§ **Instructions for the task**
In the listing that follows, how many lines contain the string "commercial"? Provide only the number.

※ ※ ※

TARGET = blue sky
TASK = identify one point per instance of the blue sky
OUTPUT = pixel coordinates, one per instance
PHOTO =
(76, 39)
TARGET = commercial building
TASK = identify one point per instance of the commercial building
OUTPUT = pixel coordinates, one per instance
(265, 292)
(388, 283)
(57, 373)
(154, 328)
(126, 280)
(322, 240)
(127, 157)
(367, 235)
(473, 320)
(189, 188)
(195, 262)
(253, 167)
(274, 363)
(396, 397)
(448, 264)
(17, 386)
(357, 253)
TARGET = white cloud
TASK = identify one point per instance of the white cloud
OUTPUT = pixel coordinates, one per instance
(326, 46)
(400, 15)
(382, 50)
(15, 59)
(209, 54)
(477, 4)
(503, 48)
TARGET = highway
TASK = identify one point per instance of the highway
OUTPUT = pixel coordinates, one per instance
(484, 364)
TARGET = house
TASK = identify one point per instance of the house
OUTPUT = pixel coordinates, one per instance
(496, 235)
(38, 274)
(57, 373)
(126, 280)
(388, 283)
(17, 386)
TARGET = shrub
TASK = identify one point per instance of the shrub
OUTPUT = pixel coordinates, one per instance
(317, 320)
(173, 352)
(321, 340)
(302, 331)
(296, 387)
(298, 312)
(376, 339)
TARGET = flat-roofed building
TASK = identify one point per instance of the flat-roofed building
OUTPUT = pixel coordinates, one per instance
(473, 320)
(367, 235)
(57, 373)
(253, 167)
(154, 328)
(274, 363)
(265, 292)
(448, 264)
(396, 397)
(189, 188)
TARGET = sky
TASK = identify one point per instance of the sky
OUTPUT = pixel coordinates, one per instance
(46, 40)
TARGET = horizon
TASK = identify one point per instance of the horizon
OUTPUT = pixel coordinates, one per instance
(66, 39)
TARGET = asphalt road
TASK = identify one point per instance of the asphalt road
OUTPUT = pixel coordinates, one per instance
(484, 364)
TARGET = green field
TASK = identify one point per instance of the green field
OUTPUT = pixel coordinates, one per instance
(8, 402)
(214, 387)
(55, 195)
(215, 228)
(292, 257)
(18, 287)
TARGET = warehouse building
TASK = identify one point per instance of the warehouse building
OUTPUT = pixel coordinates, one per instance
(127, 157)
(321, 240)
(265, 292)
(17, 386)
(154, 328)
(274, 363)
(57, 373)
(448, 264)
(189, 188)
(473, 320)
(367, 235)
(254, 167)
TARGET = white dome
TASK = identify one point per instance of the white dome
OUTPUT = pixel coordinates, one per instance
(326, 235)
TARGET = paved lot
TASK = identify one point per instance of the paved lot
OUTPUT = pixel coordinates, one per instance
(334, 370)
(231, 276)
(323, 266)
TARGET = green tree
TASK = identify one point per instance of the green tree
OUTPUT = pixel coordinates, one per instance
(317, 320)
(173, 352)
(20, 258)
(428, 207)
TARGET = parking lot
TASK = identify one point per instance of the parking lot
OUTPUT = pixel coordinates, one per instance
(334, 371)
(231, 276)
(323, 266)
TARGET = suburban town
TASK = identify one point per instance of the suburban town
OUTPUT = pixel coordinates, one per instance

※ ※ ※

§ **Exercise result**
2